■ TESTO DA LEGGERE
┄┄┄┄┄┄┄┄┄┄

L’aveva in parte annunciato la difesa di Emanuele Armeni, adesso la via processuale comincia a delinearsi per il carabiniere di Castel Ritaldi che il 16 maggio scorso ha ucciso con un colpo di mitraglietta M12 s2 il collega Emanuele Lucentini nel piazzale della caserma di Foligno.
Gli avvocati Zaccaria e Montesoro chiederanno il rito abbreviato condizionato da una perizia tecnica e da un esperimento giudiziale. Per farlo avranno tempo fino al 19 dicembre, altrimenti si procederà con il rito immediato già ottenuto dalla procura di Spoleto con la data per la comparizione davanti alla Corte d’Assise di Terni già fissata per il 12 aprile del 2016. Ma il passo indietro, al quale quasi certamente non rinunceranno, riporterà il processo a Spoleto.
Chiedere il rito abbreviato per Armeni significa poter accedere allo sconto di un terzo della pena ed è un diritto che spetta all’imputato ma sulla perizia sarà il Gip a doversi esprimere. Se dovesse considerarlo un elemento decisivo ai fini del giudizio allora consisterà nella riproduzione, per quanto possibile, della situazione in cui il fatto si ritiene essere avvenuto e nella ripetizione delle modalità di svolgimento del fatto stesso. Il giudice dirigerà lo svolgimento delle operazioni e potrà anche d’ufficio designare un esperto per l’esecuzione di quelle tra esse che richiedono specifiche competenze, come in questo caso quelle balistiche.

┄┄┄┄┄┄┄┄┄┄

■ RECORD DI DATI
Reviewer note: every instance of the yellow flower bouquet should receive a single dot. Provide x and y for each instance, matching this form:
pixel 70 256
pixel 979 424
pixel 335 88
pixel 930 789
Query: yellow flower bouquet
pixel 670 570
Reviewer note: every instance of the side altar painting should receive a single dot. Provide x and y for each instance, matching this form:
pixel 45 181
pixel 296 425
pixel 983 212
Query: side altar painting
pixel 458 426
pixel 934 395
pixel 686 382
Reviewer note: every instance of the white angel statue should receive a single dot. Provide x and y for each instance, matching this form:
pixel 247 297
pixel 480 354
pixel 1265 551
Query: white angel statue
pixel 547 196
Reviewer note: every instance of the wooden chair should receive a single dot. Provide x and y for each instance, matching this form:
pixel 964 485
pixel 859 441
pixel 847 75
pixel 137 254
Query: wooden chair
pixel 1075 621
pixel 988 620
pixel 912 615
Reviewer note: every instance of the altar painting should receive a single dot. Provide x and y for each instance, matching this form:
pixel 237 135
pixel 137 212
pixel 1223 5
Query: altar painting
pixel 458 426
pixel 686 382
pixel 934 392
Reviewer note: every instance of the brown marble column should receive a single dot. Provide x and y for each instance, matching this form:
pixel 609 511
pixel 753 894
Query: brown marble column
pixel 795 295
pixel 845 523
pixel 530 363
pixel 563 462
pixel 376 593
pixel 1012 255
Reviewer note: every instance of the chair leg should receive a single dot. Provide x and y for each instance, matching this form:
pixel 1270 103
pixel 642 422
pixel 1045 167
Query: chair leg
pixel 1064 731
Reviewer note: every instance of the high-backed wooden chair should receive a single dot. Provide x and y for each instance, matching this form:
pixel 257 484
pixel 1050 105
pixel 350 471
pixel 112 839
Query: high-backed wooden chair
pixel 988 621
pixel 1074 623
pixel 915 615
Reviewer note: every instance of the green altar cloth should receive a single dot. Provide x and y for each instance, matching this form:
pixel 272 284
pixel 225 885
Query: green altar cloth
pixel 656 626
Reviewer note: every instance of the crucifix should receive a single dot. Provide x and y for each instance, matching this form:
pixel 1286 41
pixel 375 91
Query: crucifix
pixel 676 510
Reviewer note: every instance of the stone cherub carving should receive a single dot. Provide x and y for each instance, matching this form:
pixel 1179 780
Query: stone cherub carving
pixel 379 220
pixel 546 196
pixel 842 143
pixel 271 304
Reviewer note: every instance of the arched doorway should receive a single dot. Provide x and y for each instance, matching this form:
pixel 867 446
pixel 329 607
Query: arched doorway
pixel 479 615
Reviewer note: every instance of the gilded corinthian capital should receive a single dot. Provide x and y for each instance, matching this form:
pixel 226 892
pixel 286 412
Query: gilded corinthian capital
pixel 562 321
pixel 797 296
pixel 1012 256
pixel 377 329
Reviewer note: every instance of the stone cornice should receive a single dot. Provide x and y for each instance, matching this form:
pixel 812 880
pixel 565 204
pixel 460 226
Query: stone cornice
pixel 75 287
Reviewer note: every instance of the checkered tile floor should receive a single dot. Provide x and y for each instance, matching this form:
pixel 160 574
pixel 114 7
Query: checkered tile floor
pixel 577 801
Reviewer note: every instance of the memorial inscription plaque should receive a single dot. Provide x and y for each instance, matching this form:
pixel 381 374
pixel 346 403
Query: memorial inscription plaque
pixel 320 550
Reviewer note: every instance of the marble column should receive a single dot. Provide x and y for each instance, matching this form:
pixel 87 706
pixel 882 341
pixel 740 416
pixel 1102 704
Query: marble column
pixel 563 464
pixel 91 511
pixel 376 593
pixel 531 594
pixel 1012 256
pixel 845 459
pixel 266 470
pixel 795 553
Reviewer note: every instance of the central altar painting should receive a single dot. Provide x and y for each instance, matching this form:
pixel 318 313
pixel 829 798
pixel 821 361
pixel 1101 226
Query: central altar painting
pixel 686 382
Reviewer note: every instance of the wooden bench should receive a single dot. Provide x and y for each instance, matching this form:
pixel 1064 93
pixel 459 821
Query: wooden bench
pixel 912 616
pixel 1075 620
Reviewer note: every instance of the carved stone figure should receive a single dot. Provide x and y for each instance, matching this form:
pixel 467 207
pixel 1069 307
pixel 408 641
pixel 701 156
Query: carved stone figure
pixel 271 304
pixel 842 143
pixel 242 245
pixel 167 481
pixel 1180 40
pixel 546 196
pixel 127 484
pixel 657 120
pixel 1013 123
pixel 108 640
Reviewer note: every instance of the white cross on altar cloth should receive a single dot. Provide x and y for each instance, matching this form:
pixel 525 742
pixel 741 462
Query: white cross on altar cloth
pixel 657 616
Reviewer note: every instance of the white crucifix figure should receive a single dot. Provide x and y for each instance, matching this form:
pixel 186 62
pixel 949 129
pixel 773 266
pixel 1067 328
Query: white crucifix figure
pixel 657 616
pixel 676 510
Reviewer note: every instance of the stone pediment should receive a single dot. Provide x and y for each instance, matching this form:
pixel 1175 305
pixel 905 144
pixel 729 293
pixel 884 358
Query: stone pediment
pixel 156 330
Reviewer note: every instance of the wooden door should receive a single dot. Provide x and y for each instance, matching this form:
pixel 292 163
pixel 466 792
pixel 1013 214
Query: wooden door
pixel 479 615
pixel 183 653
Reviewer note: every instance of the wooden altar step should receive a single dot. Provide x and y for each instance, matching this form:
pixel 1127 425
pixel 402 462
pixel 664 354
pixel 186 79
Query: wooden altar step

┄┄┄┄┄┄┄┄┄┄

■ CONSEGNA A
Secondo l'articolo sul processo a Emanuele Armeni, fino a quale data gli avvocati hanno tempo per chiedere il rito abbreviato?
■ CONSEGNA B
Ripeta fedelmente il passo dell'articolo sul processo a Emanuele Armeni che si apre con le parole contenenti "L’aveva in parte" e si chiude con "caserma di Foligno.".

■ RISULTATO A
Fino al 19 dicembre.

■ RISULTATO B
L’aveva in parte annunciato la difesa di Emanuele Armeni, adesso la via processuale comincia a delinearsi per il carabiniere di Castel Ritaldi che il 16 maggio scorso ha ucciso con un colpo di mitraglietta M12 s2 il collega Emanuele Lucentini nel piazzale della caserma di Foligno.